**本文:**
************

図2】実施例2による人間の誘導を示す図である。
図3】一対の照明間の適切な距離を説明するための図である。
【発明を実施するための最良の形態】
【0013】
以下、本発明の実施例について図面を参照しつつ説明する。ただし、本発明は多くの異なる態様で実施することが可能であり、本発明の実施形態は以下に示す実施例に限定されるものではない。
【実施例1】
【0014】
人間は「知覚の恒常性」という特性を有している。たとえば、照明に関連した「知覚の恒常性」では、「色の恒常性」という特性がある。これは、人間の場合、照明条件がある程度変化しても、青い物体は青く、黄色い物体は黄色く見えるという現象である。誰しも、屋外の太陽光の下で撮影した場合と室内の電気器具照明下で撮影した場合では、同じ対象を撮影していたとしても、その場で感じた色とは全く異なった色に写っていることに驚いたという経験があるであろう。それは正に人間に「色の恒常性」という特性が備わっているためである。つまり、照明がある程度白色光とは異なっていても、人間は最初こそやや違和感を感じるが、すぐにその照明に順応し、白色光下と同様な色の感じ方をするようになる。これが「色の恒常性」なのである。
【0015】
したがって、時間的な変化のない刺激に対しては、人間は短時間のうちに順応してしまう。そのため、これまでの時間的に変化の感じられない定常的な照明計画では、安定感のある空間を生み出すことは可能であっても、その照明計画の効果によって「変化」を感じさせることは難しいのである。一方、明暗が短周期で繰り返されるフリッカー光のような照明にすれば、その場にいる人間に常に「変化」を感じさせられることは当然であるが、その「変化」は強い視覚的ストレス(i.e.,不快感)を惹起することになる。以上のような理由から、従来の照明計画のパラダイムには、照明に時間的な変化を加えるという概念自体が存在しなかったのである。

************

**データ内容:**

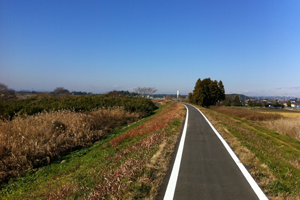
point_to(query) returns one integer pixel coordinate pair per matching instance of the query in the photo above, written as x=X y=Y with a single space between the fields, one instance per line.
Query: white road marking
x=244 y=171
x=175 y=171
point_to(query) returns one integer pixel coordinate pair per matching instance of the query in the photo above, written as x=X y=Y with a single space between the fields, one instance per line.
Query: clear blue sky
x=253 y=46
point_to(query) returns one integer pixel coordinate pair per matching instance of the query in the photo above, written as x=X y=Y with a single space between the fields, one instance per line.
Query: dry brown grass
x=158 y=123
x=246 y=113
x=289 y=126
x=32 y=141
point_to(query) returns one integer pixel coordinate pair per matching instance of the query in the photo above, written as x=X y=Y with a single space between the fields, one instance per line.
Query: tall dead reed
x=32 y=141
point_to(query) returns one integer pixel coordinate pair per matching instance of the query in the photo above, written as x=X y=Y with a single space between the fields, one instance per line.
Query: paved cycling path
x=206 y=169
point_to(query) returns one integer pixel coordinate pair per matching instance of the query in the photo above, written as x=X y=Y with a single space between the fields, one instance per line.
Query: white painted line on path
x=175 y=171
x=245 y=172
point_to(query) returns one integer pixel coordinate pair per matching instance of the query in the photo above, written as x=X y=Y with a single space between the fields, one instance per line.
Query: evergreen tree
x=221 y=91
x=236 y=101
x=214 y=90
x=207 y=92
x=190 y=98
x=197 y=99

************

**記述課題:** 照明と知覚の恒常性を扱った本文を、一字も変えずに全文抜き出せ。

**解答例:**
図2】実施例2による人間の誘導を示す図である。
図3】一対の照明間の適切な距離を説明するための図である。
【発明を実施するための最良の形態】
【0013】
以下、本発明の実施例について図面を参照しつつ説明する。ただし、本発明は多くの異なる態様で実施することが可能であり、本発明の実施形態は以下に示す実施例に限定されるものではない。
【実施例1】
【0014】
人間は「知覚の恒常性」という特性を有している。たとえば、照明に関連した「知覚の恒常性」では、「色の恒常性」という特性がある。これは、人間の場合、照明条件がある程度変化しても、青い物体は青く、黄色い物体は黄色く見えるという現象である。誰しも、屋外の太陽光の下で撮影した場合と室内の電気器具照明下で撮影した場合では、同じ対象を撮影していたとしても、その場で感じた色とは全く異なった色に写っていることに驚いたという経験があるであろう。それは正に人間に「色の恒常性」という特性が備わっているためである。つまり、照明がある程度白色光とは異なっていても、人間は最初こそやや違和感を感じるが、すぐにその照明に順応し、白色光下と同様な色の感じ方をするようになる。これが「色の恒常性」なのである。
【0015】
したがって、時間的な変化のない刺激に対しては、人間は短時間のうちに順応してしまう。そのため、これまでの時間的に変化の感じられない定常的な照明計画では、安定感のある空間を生み出すことは可能であっても、その照明計画の効果によって「変化」を感じさせることは難しいのである。一方、明暗が短周期で繰り返されるフリッカー光のような照明にすれば、その場にいる人間に常に「変化」を感じさせられることは当然であるが、その「変化」は強い視覚的ストレス(i.e.,不快感)を惹起することになる。以上のような理由から、従来の照明計画のパラダイムには、照明に時間的な変化を加えるという概念自体が存在しなかったのである。